Task details →
Output the entries below word for word, beginning with their first line and ending after the line that contains "column 321, row 94".
____ Data to use
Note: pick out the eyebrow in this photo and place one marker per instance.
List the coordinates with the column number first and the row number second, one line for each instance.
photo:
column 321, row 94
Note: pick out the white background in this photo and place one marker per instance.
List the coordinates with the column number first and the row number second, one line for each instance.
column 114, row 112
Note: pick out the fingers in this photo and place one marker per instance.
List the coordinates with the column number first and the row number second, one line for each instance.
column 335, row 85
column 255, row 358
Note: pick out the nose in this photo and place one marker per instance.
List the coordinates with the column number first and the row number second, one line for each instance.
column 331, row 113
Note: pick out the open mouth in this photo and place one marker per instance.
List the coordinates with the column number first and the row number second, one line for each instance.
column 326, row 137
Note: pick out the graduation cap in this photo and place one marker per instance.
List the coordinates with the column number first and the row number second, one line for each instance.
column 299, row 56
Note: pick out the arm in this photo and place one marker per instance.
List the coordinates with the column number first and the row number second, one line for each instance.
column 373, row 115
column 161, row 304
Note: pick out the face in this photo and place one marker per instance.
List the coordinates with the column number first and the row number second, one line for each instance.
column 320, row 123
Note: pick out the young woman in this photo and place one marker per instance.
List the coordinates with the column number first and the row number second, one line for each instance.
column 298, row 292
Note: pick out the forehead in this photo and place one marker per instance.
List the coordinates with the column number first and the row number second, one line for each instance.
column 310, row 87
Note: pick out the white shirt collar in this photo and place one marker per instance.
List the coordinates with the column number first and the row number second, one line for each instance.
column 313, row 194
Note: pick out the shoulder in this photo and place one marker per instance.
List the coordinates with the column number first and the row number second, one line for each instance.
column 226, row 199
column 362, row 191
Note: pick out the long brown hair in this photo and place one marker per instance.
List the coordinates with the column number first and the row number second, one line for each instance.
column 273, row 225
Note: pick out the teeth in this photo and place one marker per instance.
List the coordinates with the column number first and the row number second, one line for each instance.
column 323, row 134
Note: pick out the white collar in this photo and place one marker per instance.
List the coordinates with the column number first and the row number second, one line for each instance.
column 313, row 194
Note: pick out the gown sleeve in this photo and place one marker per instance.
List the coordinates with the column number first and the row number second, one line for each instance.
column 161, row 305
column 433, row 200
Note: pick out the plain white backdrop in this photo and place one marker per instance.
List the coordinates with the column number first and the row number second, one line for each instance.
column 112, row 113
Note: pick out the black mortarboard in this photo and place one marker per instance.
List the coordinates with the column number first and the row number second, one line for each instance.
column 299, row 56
________
Solved problem →
Note: pick out the eyebrow in this photo and place one marker per instance.
List the coordinates with the column number first and the row number second, one line for each instance.
photo:
column 321, row 94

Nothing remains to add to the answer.